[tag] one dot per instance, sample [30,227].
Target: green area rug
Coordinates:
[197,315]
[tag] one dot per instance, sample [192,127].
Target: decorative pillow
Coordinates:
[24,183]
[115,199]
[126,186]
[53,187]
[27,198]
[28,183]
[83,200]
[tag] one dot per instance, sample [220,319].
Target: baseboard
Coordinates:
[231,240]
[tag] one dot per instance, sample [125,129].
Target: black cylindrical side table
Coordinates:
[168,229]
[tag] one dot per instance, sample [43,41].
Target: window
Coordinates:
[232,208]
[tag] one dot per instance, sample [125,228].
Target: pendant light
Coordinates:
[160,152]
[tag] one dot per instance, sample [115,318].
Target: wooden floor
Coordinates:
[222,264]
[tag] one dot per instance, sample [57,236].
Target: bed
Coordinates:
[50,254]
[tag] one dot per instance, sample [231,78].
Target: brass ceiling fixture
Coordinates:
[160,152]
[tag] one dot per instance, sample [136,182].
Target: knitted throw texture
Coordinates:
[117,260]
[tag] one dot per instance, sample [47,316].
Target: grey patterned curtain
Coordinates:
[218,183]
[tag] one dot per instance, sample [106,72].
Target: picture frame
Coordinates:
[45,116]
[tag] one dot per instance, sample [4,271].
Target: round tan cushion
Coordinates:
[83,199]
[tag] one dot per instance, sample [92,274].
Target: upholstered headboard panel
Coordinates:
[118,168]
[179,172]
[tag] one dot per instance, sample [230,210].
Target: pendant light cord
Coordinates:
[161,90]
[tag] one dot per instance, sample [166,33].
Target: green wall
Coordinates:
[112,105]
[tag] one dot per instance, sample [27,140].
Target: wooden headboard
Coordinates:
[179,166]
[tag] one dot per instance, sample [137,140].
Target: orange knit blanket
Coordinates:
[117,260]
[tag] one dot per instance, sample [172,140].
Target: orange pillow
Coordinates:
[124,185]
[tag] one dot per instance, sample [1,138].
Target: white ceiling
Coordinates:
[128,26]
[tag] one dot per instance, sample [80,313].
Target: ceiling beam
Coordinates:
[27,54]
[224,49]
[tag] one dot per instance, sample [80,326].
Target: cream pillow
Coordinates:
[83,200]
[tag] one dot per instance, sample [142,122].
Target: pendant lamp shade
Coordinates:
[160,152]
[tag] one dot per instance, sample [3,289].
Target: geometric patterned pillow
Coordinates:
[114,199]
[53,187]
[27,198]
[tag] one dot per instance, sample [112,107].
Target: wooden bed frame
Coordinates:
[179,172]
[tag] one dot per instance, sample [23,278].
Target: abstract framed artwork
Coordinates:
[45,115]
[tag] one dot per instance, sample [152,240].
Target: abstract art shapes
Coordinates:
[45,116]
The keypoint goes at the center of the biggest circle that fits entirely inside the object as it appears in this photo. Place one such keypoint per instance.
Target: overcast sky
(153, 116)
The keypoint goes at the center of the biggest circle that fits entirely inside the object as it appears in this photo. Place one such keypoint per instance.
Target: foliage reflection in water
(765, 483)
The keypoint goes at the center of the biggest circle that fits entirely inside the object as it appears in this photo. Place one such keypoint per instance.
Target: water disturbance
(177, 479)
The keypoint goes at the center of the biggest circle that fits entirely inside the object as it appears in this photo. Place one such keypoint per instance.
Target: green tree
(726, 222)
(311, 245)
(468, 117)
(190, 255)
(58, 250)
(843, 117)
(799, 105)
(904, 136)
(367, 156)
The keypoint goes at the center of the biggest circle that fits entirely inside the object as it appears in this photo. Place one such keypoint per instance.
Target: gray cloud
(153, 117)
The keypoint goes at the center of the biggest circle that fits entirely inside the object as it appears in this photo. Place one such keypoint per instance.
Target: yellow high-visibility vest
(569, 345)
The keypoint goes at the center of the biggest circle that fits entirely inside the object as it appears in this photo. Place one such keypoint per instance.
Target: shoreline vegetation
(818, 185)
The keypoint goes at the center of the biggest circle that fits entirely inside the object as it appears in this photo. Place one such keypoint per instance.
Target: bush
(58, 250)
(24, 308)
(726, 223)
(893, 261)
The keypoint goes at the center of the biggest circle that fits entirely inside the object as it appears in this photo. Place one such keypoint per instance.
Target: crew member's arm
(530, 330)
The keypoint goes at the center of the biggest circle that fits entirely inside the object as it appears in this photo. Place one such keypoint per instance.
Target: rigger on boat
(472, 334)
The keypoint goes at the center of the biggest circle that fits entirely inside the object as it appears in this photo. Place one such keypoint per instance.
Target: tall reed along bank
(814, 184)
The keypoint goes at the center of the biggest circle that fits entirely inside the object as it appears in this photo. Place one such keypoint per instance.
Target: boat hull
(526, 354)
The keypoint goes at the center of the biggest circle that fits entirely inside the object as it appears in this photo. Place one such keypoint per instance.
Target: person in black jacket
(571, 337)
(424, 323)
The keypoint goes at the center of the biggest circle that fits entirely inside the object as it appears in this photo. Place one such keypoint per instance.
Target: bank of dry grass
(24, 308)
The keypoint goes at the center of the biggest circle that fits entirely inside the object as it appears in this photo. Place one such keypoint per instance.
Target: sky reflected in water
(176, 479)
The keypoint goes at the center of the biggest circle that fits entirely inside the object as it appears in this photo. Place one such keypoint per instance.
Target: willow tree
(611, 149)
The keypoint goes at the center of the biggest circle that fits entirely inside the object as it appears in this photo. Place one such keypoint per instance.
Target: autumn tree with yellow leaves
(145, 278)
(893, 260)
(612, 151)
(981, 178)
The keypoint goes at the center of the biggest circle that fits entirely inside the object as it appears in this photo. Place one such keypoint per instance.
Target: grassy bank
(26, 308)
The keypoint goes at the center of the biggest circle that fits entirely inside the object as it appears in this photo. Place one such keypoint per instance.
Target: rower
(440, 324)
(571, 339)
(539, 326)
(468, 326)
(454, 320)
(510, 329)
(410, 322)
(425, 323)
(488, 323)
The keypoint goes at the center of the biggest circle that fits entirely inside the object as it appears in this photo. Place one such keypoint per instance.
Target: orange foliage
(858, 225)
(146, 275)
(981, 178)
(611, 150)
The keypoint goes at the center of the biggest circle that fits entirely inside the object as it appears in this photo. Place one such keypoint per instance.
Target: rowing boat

The exercise ▸ Count the lines in the material above that contain the string "headboard", and reply with only the number.

Result of this task ▸ 2